#### What the task asks:
Render the material below, starting with the line that contains "For the benchmark, provide one point per instance of the thin" and going on through the line that contains "Target: blurred yellow background", as a JSON list of strings with one string per line and blank lines omitted. Include both of those end lines.

#### Input data:
-=-=-=-=-

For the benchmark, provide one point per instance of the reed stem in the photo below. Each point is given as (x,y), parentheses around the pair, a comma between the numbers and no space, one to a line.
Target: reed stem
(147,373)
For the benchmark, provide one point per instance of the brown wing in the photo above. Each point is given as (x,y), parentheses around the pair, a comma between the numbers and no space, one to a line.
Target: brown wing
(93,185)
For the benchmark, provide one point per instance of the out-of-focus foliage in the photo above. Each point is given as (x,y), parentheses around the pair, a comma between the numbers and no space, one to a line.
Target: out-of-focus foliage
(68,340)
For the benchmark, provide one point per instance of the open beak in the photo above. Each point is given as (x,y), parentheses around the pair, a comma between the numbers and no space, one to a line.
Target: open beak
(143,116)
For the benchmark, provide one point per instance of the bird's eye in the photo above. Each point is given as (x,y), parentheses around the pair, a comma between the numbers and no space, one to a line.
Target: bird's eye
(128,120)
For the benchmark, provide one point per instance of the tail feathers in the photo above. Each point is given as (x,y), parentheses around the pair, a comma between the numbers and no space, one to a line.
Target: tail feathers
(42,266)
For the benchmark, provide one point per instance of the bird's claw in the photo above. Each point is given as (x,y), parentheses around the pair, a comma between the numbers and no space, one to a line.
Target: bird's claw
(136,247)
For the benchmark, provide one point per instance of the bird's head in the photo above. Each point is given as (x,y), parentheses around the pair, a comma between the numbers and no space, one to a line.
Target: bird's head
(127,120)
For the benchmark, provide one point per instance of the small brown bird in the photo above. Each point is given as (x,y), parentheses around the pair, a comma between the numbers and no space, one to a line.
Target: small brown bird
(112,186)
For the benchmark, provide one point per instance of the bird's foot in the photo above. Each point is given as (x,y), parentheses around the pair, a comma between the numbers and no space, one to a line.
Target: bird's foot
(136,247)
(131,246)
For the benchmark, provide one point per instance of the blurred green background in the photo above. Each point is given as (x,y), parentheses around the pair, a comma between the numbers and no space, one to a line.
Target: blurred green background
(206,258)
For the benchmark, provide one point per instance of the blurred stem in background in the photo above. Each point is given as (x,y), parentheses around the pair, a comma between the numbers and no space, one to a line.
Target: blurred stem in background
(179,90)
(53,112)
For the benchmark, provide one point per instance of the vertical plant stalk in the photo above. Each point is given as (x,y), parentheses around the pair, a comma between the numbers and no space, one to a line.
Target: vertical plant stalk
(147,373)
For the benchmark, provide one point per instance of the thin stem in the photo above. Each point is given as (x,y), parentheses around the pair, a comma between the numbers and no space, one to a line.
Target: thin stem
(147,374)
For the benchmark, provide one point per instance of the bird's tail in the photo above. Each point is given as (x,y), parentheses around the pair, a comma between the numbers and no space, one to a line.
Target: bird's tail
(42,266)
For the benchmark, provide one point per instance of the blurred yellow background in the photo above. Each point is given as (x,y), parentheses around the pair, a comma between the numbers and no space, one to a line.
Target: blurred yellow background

-=-=-=-=-

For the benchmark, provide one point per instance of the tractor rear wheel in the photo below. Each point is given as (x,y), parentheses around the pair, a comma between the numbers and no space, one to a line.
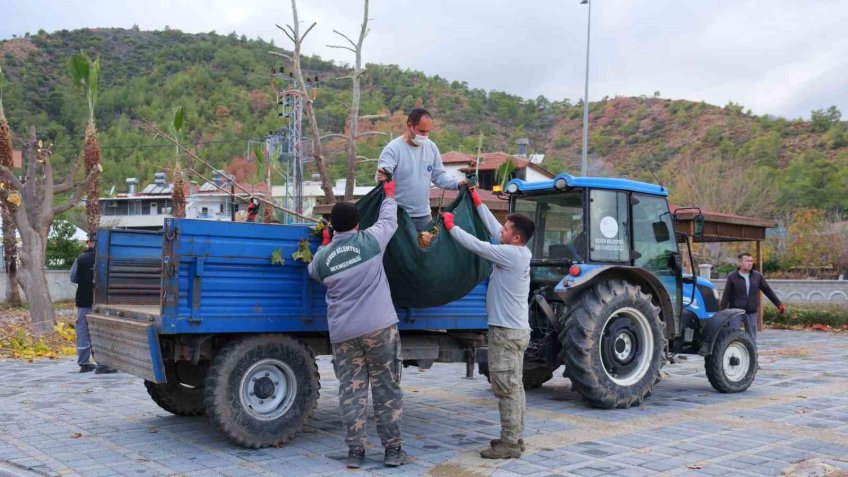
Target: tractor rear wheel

-=-=-=-=-

#### Task solution:
[
  "For the benchmark, provide one point per instance of the thin stem in the photo above. Each point is given as (x,y), parentheses around the pair, a comma between the numbers and no space, one to a line.",
  "Target: thin stem",
  "(147,374)",
  "For the benchmark, provide one point per instance of the bird's tail in the photo above. Each point is given as (x,y), parentheses around the pair, a comma between the numbers and no space, one to a line.",
  "Target: bird's tail",
  "(42,266)",
  "For the benchmark, provide one point per instance of the blurred yellow background in the photo above. Each point is given as (x,y), parentheses around the pair, a comma between the numbers and no space, one to a line.",
  "Target: blurred yellow background"
]